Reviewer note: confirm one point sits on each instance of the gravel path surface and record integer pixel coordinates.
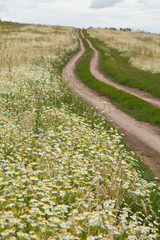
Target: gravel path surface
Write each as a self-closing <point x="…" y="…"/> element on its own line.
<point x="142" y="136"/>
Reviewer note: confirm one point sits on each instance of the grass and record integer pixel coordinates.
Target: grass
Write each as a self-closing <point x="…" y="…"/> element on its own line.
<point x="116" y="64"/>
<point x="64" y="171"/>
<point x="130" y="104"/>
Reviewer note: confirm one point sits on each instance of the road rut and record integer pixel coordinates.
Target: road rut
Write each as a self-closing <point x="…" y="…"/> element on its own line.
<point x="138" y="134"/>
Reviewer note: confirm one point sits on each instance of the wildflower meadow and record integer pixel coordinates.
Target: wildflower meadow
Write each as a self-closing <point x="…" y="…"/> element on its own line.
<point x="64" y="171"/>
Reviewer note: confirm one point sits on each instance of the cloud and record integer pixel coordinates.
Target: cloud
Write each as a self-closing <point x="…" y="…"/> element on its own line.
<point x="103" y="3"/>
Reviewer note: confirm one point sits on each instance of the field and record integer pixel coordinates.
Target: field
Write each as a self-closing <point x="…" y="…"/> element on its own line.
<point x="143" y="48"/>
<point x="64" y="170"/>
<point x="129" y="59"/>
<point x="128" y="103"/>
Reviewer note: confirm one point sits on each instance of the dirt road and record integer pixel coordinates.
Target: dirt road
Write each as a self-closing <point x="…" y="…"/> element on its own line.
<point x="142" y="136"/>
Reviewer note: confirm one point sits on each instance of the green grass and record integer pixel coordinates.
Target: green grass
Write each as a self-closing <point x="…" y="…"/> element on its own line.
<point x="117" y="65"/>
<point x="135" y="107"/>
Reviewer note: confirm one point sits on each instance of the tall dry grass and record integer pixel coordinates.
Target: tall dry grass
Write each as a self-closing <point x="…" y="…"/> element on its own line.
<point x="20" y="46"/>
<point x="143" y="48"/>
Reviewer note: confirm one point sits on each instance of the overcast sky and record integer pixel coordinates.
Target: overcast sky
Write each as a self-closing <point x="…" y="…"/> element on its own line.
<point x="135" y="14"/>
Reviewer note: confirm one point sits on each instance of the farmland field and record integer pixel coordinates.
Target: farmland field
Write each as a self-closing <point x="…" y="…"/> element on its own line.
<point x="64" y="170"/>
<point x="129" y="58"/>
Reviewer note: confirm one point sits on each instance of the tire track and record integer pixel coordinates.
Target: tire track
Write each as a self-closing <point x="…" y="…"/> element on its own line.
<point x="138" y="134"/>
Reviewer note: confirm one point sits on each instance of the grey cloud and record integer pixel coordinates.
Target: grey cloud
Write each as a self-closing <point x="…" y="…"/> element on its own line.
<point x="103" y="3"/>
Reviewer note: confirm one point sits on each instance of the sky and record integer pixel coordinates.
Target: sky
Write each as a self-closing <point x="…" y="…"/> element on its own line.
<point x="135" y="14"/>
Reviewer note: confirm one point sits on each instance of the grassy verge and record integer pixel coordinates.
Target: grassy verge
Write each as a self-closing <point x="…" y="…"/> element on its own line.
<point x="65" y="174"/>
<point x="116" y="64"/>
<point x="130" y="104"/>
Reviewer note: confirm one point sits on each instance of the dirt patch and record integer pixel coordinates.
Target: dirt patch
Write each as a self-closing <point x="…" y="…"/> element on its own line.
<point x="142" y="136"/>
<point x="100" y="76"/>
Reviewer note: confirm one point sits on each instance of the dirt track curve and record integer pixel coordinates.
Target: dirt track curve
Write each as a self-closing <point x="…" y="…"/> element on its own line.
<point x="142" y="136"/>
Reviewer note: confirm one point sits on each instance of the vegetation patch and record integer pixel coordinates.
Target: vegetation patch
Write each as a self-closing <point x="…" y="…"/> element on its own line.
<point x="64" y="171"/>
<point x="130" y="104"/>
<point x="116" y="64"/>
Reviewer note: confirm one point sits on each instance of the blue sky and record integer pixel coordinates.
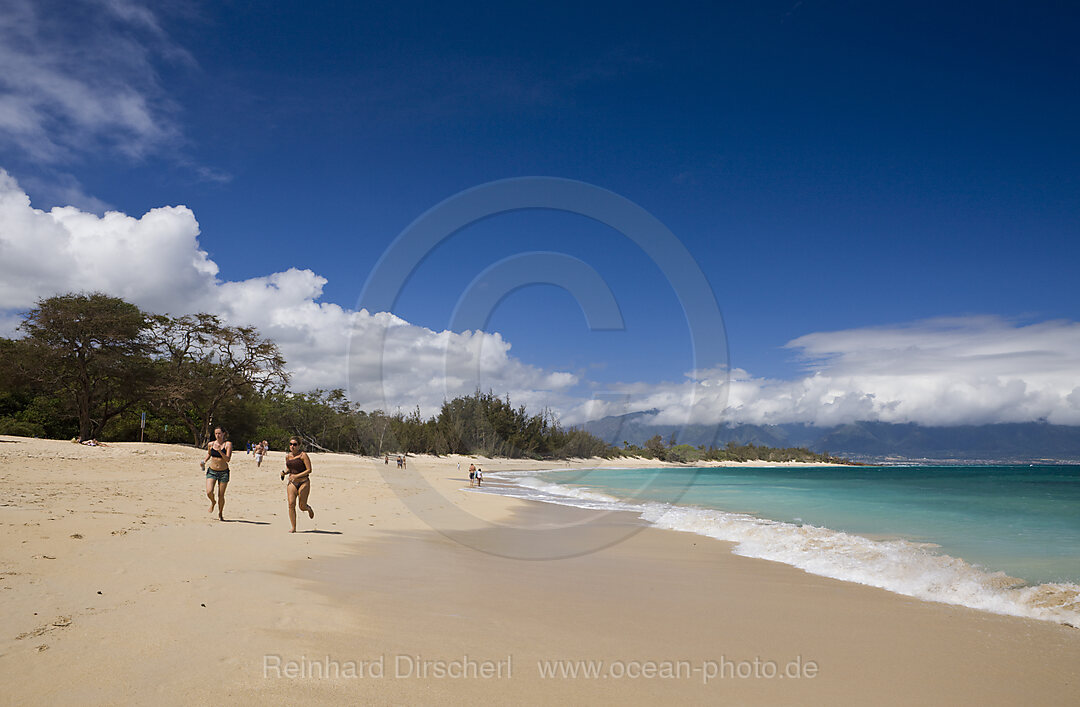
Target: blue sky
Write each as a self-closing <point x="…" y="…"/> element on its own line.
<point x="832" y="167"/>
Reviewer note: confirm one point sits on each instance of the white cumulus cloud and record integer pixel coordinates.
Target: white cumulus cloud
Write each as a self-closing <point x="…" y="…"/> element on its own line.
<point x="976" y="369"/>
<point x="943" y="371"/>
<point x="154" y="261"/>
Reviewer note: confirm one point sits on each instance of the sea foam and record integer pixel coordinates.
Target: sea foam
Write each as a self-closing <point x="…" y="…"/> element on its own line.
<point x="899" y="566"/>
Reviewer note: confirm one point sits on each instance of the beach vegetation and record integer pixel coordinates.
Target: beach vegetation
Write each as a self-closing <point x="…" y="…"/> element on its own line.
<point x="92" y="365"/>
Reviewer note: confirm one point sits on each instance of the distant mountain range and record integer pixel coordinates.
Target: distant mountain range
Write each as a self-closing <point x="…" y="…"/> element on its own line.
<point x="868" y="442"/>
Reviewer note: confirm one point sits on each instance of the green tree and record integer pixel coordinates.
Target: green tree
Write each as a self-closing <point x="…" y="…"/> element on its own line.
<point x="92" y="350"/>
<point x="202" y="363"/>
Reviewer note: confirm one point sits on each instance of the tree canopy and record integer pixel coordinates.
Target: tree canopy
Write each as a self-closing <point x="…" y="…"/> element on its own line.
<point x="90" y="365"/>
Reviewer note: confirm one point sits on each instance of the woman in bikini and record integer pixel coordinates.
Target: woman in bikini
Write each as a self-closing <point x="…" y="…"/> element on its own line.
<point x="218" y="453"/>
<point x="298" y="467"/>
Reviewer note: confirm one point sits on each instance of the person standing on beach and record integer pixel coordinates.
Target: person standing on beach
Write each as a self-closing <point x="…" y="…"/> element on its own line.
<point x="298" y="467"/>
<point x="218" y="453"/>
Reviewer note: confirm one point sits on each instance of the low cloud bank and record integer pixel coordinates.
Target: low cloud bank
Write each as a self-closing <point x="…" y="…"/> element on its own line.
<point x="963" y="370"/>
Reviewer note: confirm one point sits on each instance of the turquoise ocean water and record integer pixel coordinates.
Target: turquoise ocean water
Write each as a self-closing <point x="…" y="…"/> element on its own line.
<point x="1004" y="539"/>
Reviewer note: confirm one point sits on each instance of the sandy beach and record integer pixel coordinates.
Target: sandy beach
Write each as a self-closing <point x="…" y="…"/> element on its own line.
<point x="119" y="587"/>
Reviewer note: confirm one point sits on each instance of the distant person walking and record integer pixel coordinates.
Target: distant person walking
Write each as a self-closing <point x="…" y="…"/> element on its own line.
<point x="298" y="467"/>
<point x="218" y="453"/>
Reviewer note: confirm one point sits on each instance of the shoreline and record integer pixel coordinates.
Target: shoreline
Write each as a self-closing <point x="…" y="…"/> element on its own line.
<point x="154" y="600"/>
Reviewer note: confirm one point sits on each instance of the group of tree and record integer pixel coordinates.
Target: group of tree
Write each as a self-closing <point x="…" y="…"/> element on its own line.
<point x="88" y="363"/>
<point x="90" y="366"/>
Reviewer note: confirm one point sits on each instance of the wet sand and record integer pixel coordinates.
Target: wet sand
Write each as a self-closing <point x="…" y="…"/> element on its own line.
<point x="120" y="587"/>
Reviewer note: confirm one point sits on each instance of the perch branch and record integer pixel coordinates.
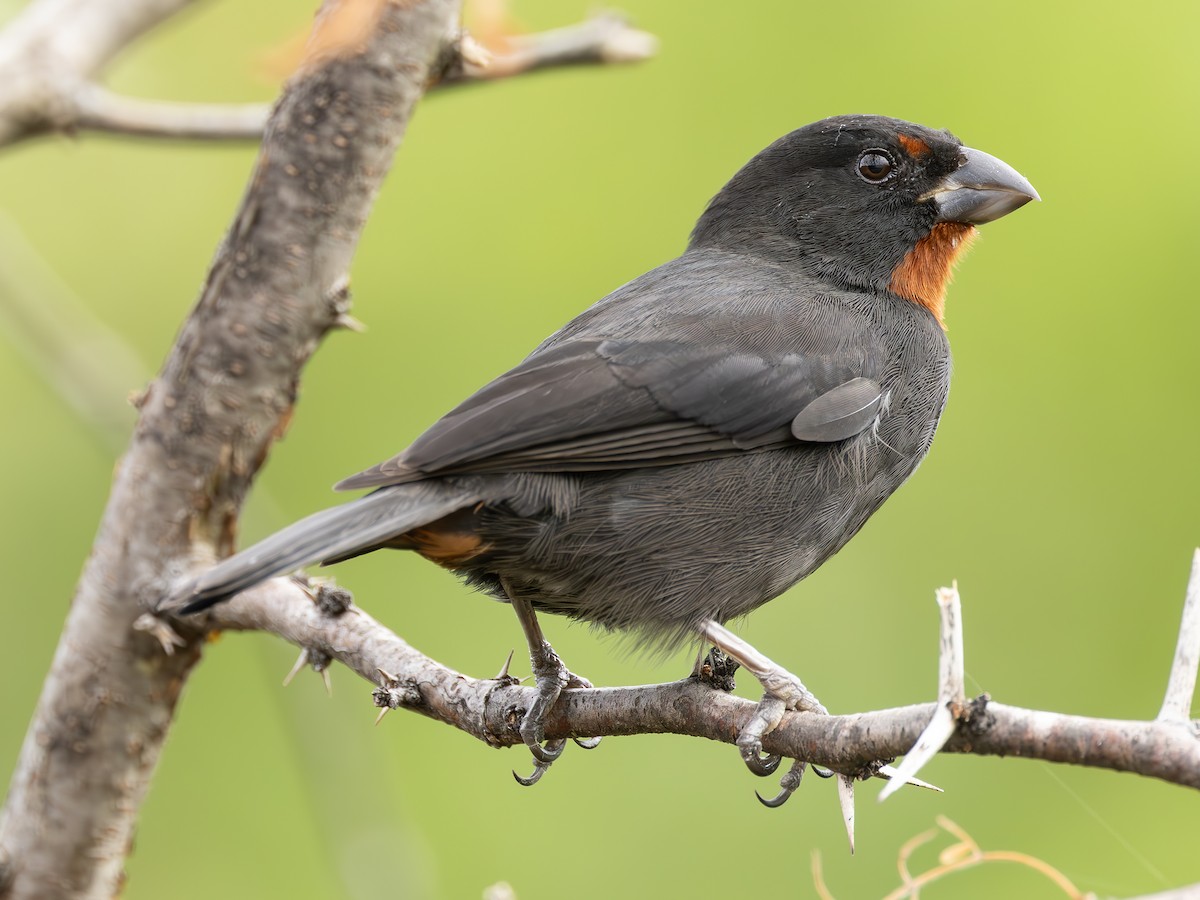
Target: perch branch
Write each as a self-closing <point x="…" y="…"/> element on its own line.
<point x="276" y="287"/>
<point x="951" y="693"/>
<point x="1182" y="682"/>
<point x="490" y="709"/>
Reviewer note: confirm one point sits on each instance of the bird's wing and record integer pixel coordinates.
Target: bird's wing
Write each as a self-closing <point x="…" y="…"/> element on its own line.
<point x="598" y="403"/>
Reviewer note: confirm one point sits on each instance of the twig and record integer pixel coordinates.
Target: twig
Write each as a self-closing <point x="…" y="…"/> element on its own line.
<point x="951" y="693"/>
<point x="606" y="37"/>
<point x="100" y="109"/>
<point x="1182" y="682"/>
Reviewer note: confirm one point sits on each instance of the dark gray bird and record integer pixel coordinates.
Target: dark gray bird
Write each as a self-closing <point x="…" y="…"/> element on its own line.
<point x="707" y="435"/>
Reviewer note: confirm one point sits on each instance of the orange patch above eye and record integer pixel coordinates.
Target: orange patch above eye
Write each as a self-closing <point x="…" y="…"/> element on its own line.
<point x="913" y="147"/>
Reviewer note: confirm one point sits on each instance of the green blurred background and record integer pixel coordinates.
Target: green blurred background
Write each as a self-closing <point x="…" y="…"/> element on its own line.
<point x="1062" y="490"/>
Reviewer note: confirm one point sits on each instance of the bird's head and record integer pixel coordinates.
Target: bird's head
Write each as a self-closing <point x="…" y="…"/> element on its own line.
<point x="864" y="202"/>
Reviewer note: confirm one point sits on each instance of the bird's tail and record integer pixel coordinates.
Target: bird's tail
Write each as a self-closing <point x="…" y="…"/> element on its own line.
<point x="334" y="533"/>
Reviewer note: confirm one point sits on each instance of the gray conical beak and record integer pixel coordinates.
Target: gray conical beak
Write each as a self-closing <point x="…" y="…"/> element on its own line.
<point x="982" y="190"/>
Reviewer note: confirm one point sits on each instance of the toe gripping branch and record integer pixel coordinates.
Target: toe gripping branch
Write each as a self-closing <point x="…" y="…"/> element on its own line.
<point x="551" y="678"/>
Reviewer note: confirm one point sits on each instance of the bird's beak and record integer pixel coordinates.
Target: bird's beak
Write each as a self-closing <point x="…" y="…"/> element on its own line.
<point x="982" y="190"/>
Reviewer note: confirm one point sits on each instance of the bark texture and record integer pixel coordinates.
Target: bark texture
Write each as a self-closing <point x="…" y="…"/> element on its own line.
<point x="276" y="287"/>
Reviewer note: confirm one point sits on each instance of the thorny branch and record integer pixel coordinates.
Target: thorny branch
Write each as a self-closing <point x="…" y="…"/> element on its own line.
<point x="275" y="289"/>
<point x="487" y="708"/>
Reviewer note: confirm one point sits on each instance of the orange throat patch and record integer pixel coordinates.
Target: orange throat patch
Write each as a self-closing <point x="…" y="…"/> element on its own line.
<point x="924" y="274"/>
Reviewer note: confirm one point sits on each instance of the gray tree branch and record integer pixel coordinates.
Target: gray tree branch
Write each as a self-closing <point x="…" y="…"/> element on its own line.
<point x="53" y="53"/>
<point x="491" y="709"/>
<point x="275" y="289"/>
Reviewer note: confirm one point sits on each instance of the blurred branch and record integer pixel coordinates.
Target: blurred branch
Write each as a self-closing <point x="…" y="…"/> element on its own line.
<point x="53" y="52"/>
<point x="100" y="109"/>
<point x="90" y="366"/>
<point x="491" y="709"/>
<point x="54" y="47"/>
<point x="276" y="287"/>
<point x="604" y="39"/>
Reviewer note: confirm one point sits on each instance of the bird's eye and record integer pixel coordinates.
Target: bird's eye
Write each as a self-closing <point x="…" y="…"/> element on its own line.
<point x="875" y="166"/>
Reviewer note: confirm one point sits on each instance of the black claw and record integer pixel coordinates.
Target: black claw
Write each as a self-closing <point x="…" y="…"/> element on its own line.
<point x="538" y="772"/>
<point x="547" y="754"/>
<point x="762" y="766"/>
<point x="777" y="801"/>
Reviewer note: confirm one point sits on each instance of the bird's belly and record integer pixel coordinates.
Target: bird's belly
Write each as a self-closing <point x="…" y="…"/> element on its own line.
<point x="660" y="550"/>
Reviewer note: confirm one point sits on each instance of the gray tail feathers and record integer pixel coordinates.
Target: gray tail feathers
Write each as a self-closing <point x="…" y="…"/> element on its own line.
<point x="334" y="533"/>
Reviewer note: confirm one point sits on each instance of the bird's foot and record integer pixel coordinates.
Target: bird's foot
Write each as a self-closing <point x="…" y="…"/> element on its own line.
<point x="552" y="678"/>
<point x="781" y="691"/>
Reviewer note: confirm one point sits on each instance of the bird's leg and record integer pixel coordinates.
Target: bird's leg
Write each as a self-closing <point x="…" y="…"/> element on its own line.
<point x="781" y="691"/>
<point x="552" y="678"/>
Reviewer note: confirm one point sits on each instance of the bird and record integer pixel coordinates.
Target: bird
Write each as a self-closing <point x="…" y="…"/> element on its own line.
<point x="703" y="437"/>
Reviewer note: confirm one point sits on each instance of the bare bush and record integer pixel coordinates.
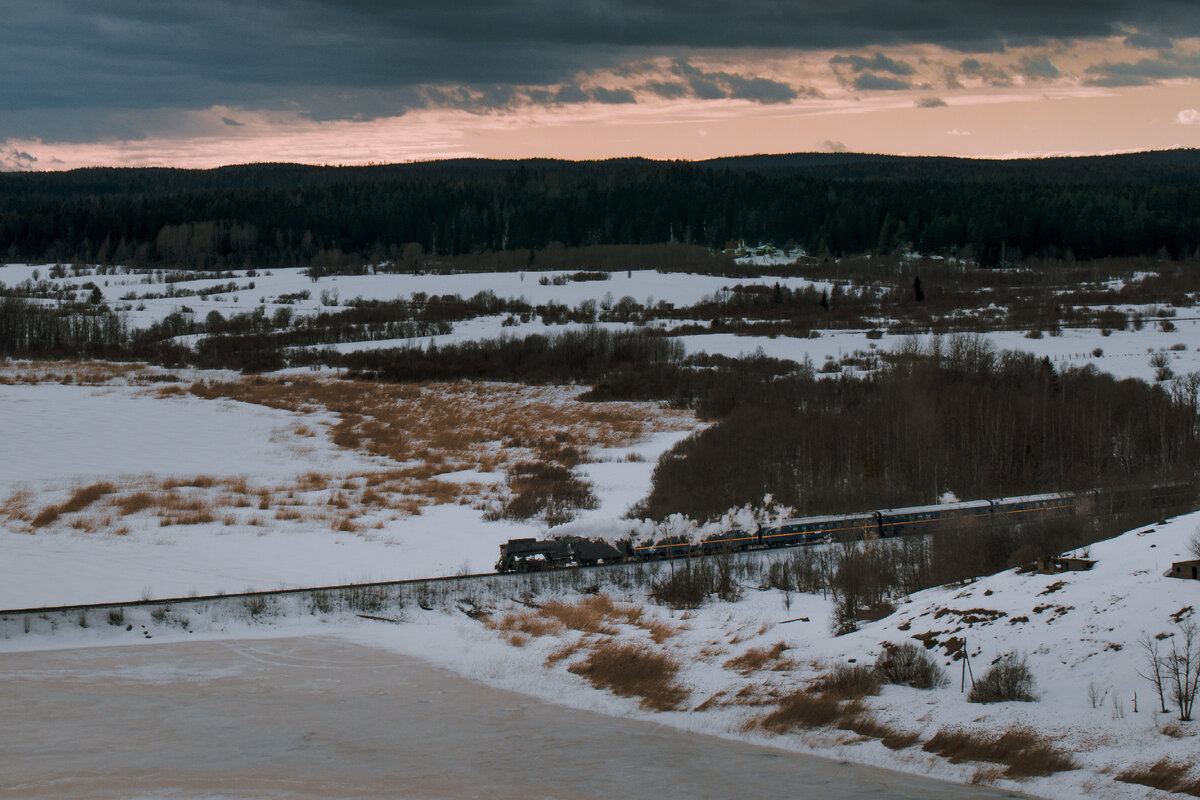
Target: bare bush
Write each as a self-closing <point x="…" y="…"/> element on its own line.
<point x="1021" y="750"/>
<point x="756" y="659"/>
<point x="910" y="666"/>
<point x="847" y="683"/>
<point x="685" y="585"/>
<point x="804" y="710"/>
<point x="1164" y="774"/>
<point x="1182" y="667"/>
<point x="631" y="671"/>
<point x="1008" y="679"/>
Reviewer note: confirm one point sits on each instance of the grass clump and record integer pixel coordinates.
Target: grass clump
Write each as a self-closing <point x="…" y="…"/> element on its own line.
= = = = =
Looking at the records above, extract only the lines from the one with "leg and record integer pixel coordinates." through the last line, exactly, with the pictures left out.

Expected output
Reviewer note: confirm one point sits on each instance of the bird's leg and record integer pixel coordinates.
Target: bird's leg
Write each as a self-closing <point x="…" y="…"/> element on its own line.
<point x="781" y="691"/>
<point x="552" y="678"/>
Reviewer note: confirm one point sits on each instance of the bird and record integer pixel coordinates.
Target: bird
Write each as a self-closing <point x="…" y="…"/> element on its own line.
<point x="703" y="437"/>
Reviewer note: confirm one point sits on each instance of the bare bush and record integer pixel coordinates.
Target: bare bush
Write each as a self-closing <point x="…" y="…"/> element on its own line.
<point x="1021" y="750"/>
<point x="756" y="659"/>
<point x="910" y="666"/>
<point x="847" y="683"/>
<point x="685" y="585"/>
<point x="804" y="710"/>
<point x="1164" y="774"/>
<point x="1182" y="667"/>
<point x="631" y="671"/>
<point x="1008" y="679"/>
Reviewer note: confirm one point sits on each instance of the grass clump and record integer pixel coordinates.
Target: grass clump
Write each as a self-closing <point x="…" y="…"/> element on its own line.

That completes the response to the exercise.